Teks Kutipan:
Dijelaskan bahwa adat Minangkabau ada empat jenis, yaitu :
Adat nan sebentar adat
Adat atau sifat makhluk
yang asli, yang semulajadi, misalnya : kambing mengembik, kerbau menguak, ayam
berkokok. Termasuk didalamnya peraturan yang biasa, misalnya "menumbuk di
lesung" dan tugas-tugas yang dikenakan pada suatu kedudukan, misalnya :
Kata raja, kata melimpahkan. Kata penghulu kata menyelesaikan.
Adat nan diadatkan
Terbagi menjadi empat
jenis :
1). Cupak nan dua
Cupak asli dan cupak
buatan. Cupak asli : Gantang nan papat, bungkal nan piawai
Cupak buatan ialah
pencarian segala penghulu yang ahlu akal di dalam negeri. Samada pencarian itu
mupakat syara' atau memyalahi syara'.

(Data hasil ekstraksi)

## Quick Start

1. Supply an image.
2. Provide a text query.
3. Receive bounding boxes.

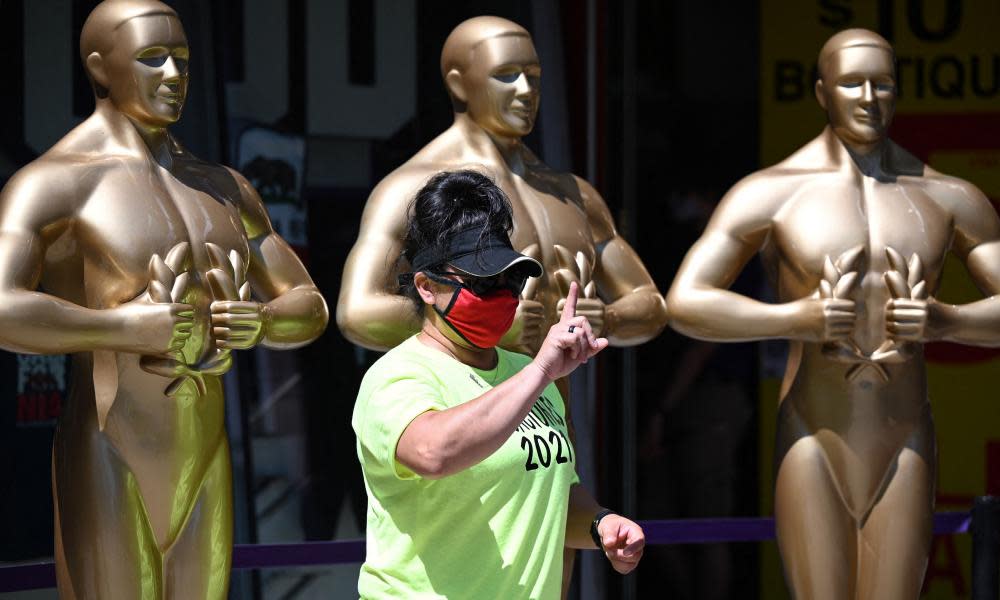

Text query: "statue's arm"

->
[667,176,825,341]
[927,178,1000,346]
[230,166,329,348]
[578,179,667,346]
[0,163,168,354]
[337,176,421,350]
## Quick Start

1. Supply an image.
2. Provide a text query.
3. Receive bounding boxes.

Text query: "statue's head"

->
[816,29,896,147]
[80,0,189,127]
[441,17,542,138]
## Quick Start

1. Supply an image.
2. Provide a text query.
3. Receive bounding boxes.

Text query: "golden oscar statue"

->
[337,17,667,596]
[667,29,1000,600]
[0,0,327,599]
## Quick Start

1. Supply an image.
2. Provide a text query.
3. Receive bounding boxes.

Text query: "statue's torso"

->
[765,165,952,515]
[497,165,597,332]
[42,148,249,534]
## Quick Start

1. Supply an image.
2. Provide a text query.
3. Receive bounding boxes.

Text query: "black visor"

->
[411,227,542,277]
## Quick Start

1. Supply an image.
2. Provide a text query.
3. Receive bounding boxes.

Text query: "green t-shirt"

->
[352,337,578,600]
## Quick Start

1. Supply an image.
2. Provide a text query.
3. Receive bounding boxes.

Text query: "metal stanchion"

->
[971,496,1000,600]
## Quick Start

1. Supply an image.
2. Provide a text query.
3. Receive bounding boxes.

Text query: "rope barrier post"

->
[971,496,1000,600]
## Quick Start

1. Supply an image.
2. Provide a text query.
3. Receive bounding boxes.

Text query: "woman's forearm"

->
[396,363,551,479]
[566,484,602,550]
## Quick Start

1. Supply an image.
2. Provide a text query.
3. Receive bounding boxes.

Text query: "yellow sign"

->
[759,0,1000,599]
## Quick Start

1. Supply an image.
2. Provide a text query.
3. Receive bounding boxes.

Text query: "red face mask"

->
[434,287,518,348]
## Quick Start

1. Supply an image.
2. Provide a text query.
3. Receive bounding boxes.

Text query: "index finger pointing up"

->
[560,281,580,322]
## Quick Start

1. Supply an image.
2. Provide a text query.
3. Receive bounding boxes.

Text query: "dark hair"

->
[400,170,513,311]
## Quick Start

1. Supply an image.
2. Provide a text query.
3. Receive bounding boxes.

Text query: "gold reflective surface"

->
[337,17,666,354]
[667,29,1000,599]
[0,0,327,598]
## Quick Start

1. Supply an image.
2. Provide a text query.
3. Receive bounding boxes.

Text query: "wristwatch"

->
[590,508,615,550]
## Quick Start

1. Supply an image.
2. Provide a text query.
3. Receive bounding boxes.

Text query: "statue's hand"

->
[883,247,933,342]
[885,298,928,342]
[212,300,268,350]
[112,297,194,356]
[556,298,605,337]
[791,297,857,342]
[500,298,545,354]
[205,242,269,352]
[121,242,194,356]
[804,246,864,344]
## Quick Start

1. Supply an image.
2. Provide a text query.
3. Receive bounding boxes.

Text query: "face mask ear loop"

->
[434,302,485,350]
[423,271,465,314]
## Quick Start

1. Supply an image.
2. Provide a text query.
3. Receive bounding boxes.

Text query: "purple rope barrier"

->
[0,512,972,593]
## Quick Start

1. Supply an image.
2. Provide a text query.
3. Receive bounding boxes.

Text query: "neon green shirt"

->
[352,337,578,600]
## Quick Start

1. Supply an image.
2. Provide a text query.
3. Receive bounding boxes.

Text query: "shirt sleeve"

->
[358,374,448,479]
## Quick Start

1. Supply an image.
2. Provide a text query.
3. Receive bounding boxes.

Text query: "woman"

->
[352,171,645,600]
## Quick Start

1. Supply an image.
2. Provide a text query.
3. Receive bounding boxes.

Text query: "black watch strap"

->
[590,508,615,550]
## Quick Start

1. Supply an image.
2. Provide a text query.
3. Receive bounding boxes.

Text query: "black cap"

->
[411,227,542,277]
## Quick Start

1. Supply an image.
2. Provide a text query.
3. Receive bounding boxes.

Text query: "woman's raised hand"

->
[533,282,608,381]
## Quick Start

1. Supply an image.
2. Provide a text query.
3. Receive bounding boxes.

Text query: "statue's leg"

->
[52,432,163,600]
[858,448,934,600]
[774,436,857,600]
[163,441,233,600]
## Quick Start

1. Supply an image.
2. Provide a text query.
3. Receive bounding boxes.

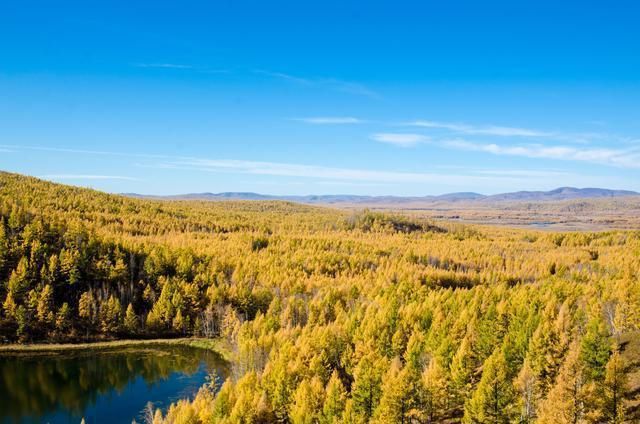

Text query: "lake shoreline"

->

Instruksi Latihan: Tuliskan kembali tanpa perubahan bagian teks tentang adat Minangkabau di atas, mulai dari "Adat nan diadatkan" terus ke bawah sampai "atau memyalahi syara'.".

Penyelesaian Soal:
Adat nan diadatkan
Terbagi menjadi empat
jenis :
1). Cupak nan dua
Cupak asli dan cupak
buatan. Cupak asli : Gantang nan papat, bungkal nan piawai
Cupak buatan ialah
pencarian segala penghulu yang ahlu akal di dalam negeri. Samada pencarian itu
mupakat syara' atau memyalahi syara'.